Exercise goal:
Nothing but the lines from the one containing "I'm looking at this screenshot and can't find the white spot" to the end of the data should be returned, each exactly as written.

--- START ---

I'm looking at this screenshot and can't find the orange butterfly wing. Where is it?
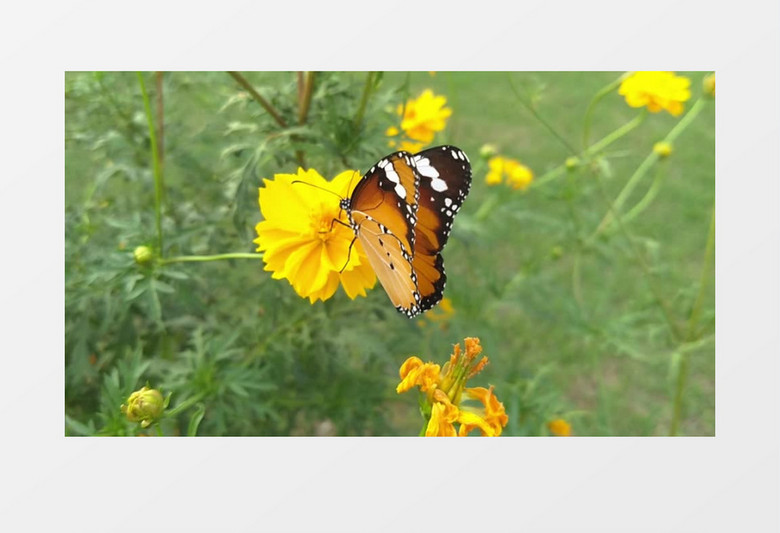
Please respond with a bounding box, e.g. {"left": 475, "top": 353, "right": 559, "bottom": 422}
{"left": 345, "top": 152, "right": 422, "bottom": 317}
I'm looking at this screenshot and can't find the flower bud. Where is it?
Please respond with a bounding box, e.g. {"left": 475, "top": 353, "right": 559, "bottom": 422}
{"left": 653, "top": 141, "right": 673, "bottom": 158}
{"left": 702, "top": 73, "right": 715, "bottom": 98}
{"left": 565, "top": 156, "right": 580, "bottom": 171}
{"left": 547, "top": 418, "right": 572, "bottom": 436}
{"left": 133, "top": 245, "right": 154, "bottom": 265}
{"left": 121, "top": 386, "right": 165, "bottom": 428}
{"left": 479, "top": 144, "right": 498, "bottom": 160}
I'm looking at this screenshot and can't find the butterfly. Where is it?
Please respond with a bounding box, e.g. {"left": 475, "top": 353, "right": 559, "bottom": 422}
{"left": 342, "top": 145, "right": 471, "bottom": 318}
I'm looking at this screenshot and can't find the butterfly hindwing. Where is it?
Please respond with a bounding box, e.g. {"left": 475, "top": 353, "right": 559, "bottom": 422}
{"left": 411, "top": 145, "right": 472, "bottom": 312}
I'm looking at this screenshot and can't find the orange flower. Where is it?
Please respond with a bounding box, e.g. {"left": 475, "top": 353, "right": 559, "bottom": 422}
{"left": 397, "top": 337, "right": 508, "bottom": 437}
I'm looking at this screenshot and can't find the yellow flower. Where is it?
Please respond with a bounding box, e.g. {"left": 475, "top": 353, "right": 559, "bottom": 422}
{"left": 547, "top": 418, "right": 572, "bottom": 436}
{"left": 618, "top": 71, "right": 691, "bottom": 117}
{"left": 386, "top": 126, "right": 425, "bottom": 153}
{"left": 386, "top": 89, "right": 451, "bottom": 150}
{"left": 397, "top": 337, "right": 508, "bottom": 437}
{"left": 417, "top": 297, "right": 455, "bottom": 329}
{"left": 485, "top": 156, "right": 534, "bottom": 190}
{"left": 254, "top": 168, "right": 376, "bottom": 303}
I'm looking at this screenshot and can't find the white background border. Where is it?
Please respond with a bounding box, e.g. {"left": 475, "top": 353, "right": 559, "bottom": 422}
{"left": 3, "top": 1, "right": 778, "bottom": 531}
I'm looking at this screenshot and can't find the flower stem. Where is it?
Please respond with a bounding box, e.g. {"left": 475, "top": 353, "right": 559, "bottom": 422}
{"left": 592, "top": 98, "right": 706, "bottom": 238}
{"left": 621, "top": 163, "right": 667, "bottom": 225}
{"left": 592, "top": 173, "right": 684, "bottom": 343}
{"left": 507, "top": 74, "right": 577, "bottom": 155}
{"left": 530, "top": 112, "right": 645, "bottom": 191}
{"left": 669, "top": 200, "right": 715, "bottom": 435}
{"left": 582, "top": 73, "right": 627, "bottom": 150}
{"left": 159, "top": 252, "right": 263, "bottom": 265}
{"left": 137, "top": 72, "right": 165, "bottom": 258}
{"left": 298, "top": 71, "right": 315, "bottom": 125}
{"left": 165, "top": 392, "right": 207, "bottom": 418}
{"left": 587, "top": 110, "right": 646, "bottom": 155}
{"left": 227, "top": 71, "right": 289, "bottom": 128}
{"left": 353, "top": 71, "right": 376, "bottom": 130}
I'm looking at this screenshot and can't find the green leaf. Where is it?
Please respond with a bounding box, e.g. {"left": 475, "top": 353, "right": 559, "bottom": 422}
{"left": 187, "top": 404, "right": 206, "bottom": 436}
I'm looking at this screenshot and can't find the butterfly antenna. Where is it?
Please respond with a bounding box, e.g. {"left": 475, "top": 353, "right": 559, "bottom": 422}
{"left": 291, "top": 180, "right": 344, "bottom": 200}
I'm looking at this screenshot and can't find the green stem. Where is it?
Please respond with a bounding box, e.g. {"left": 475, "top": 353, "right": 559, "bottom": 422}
{"left": 137, "top": 72, "right": 165, "bottom": 257}
{"left": 353, "top": 71, "right": 376, "bottom": 129}
{"left": 592, "top": 98, "right": 706, "bottom": 238}
{"left": 529, "top": 112, "right": 645, "bottom": 191}
{"left": 686, "top": 201, "right": 716, "bottom": 340}
{"left": 587, "top": 110, "right": 646, "bottom": 155}
{"left": 159, "top": 252, "right": 263, "bottom": 265}
{"left": 298, "top": 71, "right": 315, "bottom": 125}
{"left": 227, "top": 71, "right": 289, "bottom": 129}
{"left": 507, "top": 74, "right": 577, "bottom": 155}
{"left": 165, "top": 393, "right": 207, "bottom": 418}
{"left": 669, "top": 201, "right": 715, "bottom": 436}
{"left": 621, "top": 163, "right": 667, "bottom": 225}
{"left": 582, "top": 73, "right": 627, "bottom": 150}
{"left": 593, "top": 173, "right": 684, "bottom": 343}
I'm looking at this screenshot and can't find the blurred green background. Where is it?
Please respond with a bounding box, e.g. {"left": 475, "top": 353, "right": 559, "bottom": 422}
{"left": 64, "top": 71, "right": 714, "bottom": 436}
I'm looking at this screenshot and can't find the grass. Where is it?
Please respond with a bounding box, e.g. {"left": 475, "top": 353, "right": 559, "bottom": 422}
{"left": 64, "top": 71, "right": 714, "bottom": 436}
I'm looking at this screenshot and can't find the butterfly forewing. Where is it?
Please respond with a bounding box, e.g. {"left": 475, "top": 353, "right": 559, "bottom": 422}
{"left": 411, "top": 145, "right": 472, "bottom": 312}
{"left": 351, "top": 213, "right": 421, "bottom": 317}
{"left": 345, "top": 151, "right": 422, "bottom": 316}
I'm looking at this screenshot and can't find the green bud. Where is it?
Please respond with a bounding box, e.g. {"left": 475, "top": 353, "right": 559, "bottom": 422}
{"left": 479, "top": 144, "right": 498, "bottom": 160}
{"left": 565, "top": 156, "right": 580, "bottom": 171}
{"left": 702, "top": 73, "right": 715, "bottom": 98}
{"left": 653, "top": 141, "right": 673, "bottom": 159}
{"left": 133, "top": 245, "right": 154, "bottom": 265}
{"left": 550, "top": 245, "right": 564, "bottom": 259}
{"left": 121, "top": 386, "right": 165, "bottom": 428}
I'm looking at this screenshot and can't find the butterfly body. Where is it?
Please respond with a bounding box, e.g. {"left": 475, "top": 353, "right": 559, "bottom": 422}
{"left": 343, "top": 145, "right": 471, "bottom": 318}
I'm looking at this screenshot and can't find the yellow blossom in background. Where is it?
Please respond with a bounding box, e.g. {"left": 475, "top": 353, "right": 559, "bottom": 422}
{"left": 397, "top": 337, "right": 508, "bottom": 437}
{"left": 385, "top": 126, "right": 424, "bottom": 153}
{"left": 486, "top": 156, "right": 534, "bottom": 190}
{"left": 254, "top": 168, "right": 376, "bottom": 303}
{"left": 702, "top": 73, "right": 715, "bottom": 98}
{"left": 547, "top": 418, "right": 572, "bottom": 436}
{"left": 417, "top": 297, "right": 455, "bottom": 330}
{"left": 618, "top": 71, "right": 691, "bottom": 117}
{"left": 387, "top": 89, "right": 452, "bottom": 151}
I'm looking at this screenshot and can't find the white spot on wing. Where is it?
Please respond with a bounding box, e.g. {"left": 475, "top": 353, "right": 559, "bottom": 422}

--- END ---

Expected answer:
I'm looking at this screenshot and can't find the white spot on wing. Where is it?
Please respond with a bounding box, e.g. {"left": 475, "top": 353, "right": 559, "bottom": 422}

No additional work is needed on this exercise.